Ursula Staudinger beim Kongress für Hochschulinnovation 2021

Am 14. Juni 2021 fand der Kongress für Hochschulinnovation 2021 im Amerikahaus München mit hochrangigen Expertinnen und Experten aus Politik, Wissenschaft und Wirtschaft statt. Gemeinsam diskutierten sie über Kernelemente eines zukunftsfähigen Hochschulsystems und wollten damit Impulse für politische Weichenstellungen setzen.

Podiumsdiskussion beim Kongress für Hochschulinnovation 2021 © Andreas Gebert

Die Veranstaltung – mit Publikum vor Ort – wurde als „hybride Zukunftswerkstatt“ vom Bayerischen Staatsministerium für Wissenschaft und Kunst, der Heinz Nixdorf Stiftung und dem Stifterverband für die Deutsche Wissenschaft ausgerichtet. Rund 600 Interessierte nahmen daran teil. Gemeinsam mit Prof. Dr. Peter Frankenberg, Dr. Muriel Helbig und Prof. Dr. Rolf Tarrach Siegel nahm Prof. Dr. Ursula Staudinger an der Podiumsdiskussion zur internen Hochschulsteuerung teil. Der Vergleich von Governance-Modellen und die Machtfrage standen dabei im Mittelpunkt.

--------------------------------------------------

## Aufgaben und Übungen:
1/ Wie viele Interessierte nahmen laut dem Text über den Kongress für Hochschulinnovation 2021 an der Veranstaltung teil?
2/ Führen Sie den Text über den Kongress für Hochschulinnovation 2021 im Anschluss an seinen letzten Satz weiter.

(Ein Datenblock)

--------------------------------------------------

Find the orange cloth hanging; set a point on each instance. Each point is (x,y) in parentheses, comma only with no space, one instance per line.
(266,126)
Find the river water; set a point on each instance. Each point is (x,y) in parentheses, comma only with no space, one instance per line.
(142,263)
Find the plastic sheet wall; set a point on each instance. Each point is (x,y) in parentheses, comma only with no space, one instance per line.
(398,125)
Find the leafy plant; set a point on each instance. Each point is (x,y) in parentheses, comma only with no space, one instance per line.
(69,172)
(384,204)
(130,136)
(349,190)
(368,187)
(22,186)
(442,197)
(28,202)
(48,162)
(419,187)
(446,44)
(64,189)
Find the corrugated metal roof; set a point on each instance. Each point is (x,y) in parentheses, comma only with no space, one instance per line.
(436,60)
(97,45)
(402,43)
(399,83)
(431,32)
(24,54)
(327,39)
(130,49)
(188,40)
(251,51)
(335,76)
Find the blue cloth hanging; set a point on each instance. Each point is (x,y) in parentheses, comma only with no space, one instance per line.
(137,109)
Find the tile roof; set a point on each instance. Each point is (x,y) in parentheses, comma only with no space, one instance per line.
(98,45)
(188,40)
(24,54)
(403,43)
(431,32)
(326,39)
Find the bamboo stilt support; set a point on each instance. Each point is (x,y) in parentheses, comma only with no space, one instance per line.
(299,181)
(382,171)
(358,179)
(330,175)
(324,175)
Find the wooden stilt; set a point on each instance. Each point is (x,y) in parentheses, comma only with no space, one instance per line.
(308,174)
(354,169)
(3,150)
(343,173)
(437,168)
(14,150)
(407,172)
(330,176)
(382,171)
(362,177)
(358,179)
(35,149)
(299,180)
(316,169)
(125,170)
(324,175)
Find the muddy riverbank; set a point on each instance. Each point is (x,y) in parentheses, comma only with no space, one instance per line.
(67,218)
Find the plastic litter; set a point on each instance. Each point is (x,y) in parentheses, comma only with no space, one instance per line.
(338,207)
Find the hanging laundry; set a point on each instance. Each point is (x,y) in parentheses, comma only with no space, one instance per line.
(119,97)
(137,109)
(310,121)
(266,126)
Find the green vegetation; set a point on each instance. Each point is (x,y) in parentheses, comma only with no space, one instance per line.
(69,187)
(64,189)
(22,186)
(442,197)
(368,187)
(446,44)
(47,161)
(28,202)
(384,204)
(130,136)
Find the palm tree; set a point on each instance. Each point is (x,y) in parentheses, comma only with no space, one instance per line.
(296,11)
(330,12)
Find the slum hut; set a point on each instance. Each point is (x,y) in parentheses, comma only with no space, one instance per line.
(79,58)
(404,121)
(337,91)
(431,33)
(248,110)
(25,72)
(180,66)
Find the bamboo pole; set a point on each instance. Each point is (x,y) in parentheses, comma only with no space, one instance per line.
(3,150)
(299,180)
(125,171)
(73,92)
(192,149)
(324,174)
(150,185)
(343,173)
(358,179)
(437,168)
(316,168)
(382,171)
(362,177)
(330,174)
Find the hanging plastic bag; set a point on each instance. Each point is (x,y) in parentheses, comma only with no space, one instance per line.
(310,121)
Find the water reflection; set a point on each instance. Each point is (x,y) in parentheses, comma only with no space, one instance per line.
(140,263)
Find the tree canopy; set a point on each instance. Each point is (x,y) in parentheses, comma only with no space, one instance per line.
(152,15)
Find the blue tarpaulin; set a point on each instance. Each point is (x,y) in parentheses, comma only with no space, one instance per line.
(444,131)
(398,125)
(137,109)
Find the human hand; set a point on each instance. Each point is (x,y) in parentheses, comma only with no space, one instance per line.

--------------------------------------------------

## Ergebnisse der Übung:
1/ Rund 600 Interessierte nahmen daran teil.

2/
Mehr Partizipation für Perspektivenvielfalt

„Die Stärke der Universität in ihrer Autonomie liegt in der Freiheit von Lehre und Forschung – sowohl in ihrer kleinsten Einheit als auch im Aggregat als Institution“, sagte Staudinger. Durch partizipative Prozesse und eine Veränderung der Universitätskultur an der TU Dresden wolle sie dazu beitragen, die Keimzellen der Autonomie – die Professorinnen und Professoren – zu Agenten für die Zukunft der gesamten Institution zu machen. „Es klingt nicht nur schwierig, es ist schwierig“, berichtete sie. Es bedeute, in einem stetigen Gespräch mit verschiedenen Status-Gruppen und Hierarchie-Ebenen zu bleiben. Ziel sei dabei, die daraus entstehende Perspektivenvielfalt als Stärke und Innovationsmotor zu nutzen.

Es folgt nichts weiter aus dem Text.